→ 本文:
事実行為と法律行為
2024年05月01日
事実行為と法律行為 (士業の方に物申す)
例えばレストランに行った場合、食べることは事実行為、メニューを見て注文し、
お金を払うのは法律行為。
お店側からすれば、料理を作ることは事実行為、
注文を受けお金をもらうのは法律行為。
事実行為と法律行為を意識する機会は少ないと思うが、何を支援するかを考えると、どの行為を支援するかということになり、上記の区別が必要になってくる。
高齢者向けを考えた場合、介護や医療そのものは事実行為、介護や医療(事実行為)に関する契約や支払いは法律行為ということになる。
法律行為とは・・・
成年後見人等は「法律行為」を行うのであって「事実行為」は行わないというのが法律の考え方です。
「法律行為」というのは、法律的効果を生じる行為で、入院や入所契約の締結、売買契約などのことです。
したがって、本人への面会や適切な施設を探すこと・住まいの点検(どんな生活をしているか)などといった行為は、「法律行為」ではなく「事実行為」ですので、「やらなくてよい」ということになります。
問題は・・・
我々は様々な法律行為を行って生活をしています。
しかし、その法律行為を行うためには、様々な事実行為を経過しなければなりません。
たとえば、車を購入するのに、どんな車がいいか、どういう性能なのかといった、その車に関する情報収集等をするのは当然のことと思います。しかし、それは事実行為です。
これらの行為を行わないとすると車を購入することは難しいでしょうね。成年後見制度についても同じだと思います。
本人にとって適切な施設の入所契約などの法律行為が、自ら成年後見人等の前に現れてくれるわけがありません。
だとすると、誰が施設を探してくれて、誰がその施設の情報を収集して、本人に適しているかを判断していくのでしょう。
こんな疑問が生じます。
病院や施設を変わらなくてはならなくなった場合、それらの病院や施設を探すのは他者に全てを任せるという者がいます。法律上、それはそれでいいのでしょうが、病院や施設を見てもいない者が契約のときのみ「成年後見人等の仕事だから」ということで出て行くということでいいのかという疑問は生じます。

→ データ抜粋:
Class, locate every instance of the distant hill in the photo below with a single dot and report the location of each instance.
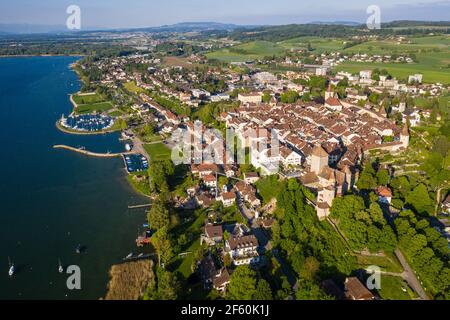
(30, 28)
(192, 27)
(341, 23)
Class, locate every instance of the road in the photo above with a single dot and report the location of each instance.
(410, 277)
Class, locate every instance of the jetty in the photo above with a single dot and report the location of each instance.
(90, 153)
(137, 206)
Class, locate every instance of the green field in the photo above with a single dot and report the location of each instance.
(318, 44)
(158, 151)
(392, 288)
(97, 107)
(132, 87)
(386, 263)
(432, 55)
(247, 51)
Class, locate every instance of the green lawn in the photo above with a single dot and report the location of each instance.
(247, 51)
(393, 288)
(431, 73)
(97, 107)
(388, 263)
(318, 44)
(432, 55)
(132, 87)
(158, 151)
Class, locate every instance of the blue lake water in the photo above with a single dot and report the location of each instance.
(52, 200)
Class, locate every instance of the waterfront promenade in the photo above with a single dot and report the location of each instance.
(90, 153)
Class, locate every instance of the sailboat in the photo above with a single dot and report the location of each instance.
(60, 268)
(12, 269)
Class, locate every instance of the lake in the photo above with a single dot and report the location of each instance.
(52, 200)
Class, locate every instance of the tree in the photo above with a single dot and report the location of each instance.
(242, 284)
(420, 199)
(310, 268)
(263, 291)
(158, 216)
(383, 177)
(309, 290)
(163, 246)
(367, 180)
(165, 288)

→ 練習問題:
(A) 事実行為と法律行為についての本文のレストランの例で、お店側にとって事実行為とされているのは何ですか。
(B) 事実行為と法律行為についての本文を、最後の文の後から書き継いでください。
行のデータはここでは使いません。

→ 各問の解答:
(A) 料理を作ることです。

(B)
つまり、本人にとって適切な病院なのか、あるいは、施設なのかということを誰が判断するのかということです。また、施設に入所している者の健康診断や病気の受診についても、付き添いはしないという者がいます。これらの付き添いも事実行為となるわけですから、それはそれでいいでしょう。しかし、受診を受けるための契約や受診結果を担当医師から聞くのは誰なのでしょうか。
親族の方々へ。
第三者の成年後見人等を探す場合には、以下の点に注意してもらいたいと思います。
申立てをする際には、
1,何をしてくれるのか確認してください。
親族の方が成年後見人等に就いているのであれば、「法律行為」も「事実行為」もなく親族としての義務を果たすだけでしょうから深く考える必要がありませんが、問題は何らかの事情によって第三者を成年後見人等にしなければならない場合です。
たとえば、高齢となってしまった親が、障害を持った子の将来のために成年後見人等を選任する場合や、遠隔にいる親のために成年後見制度の利用を考えている場合には、成年後見人等が何をしてくれるのかを確認する必要があります。
2,必要な事をやってくれる専門家をお探しください。
これまで本人のためにやってきた事の全てを成年後見人等に期待することは無理です。というより、ほとんど出来ないでしょう。何故なら、「事実行為」は職務ではないからです。たとえば、本人の病状は担当医から聴取するだけで、実際に本人と面会するということは「事実行為」ですので、「やらない」という専門家が多くいます。
おそらく、皆さんは、定期的な面会は基本だと思っているでしょう。
また、病状あるいは状況によって適切な病院や施設を探してくれると考えているかもしれません。
しかし、全ての成年後見人等が面会をするわけではありませんし、まして病院探しや施設探しなどしないのではないでしょうか。
3,面会等を定期的に行ってもらいたいなら・・・
社会福祉士さんなどの福祉の専門家の皆さんは、面会は成年後見人等の基本的な職務として位置付けているようです。
成年後見人等は、「法律行為」を行うということですが、「事実行為」をしてはいけないということではありません。
「事実行為は行わない」という専門家をいつまでも相手にしていても仕方ありませんので、「やってくれる」という専門家を探すことだと思います。
それには、福祉の専門家のところに相談するのが一番かと思われます。
「身上監護」という部分においては、福祉の専門家が適任です。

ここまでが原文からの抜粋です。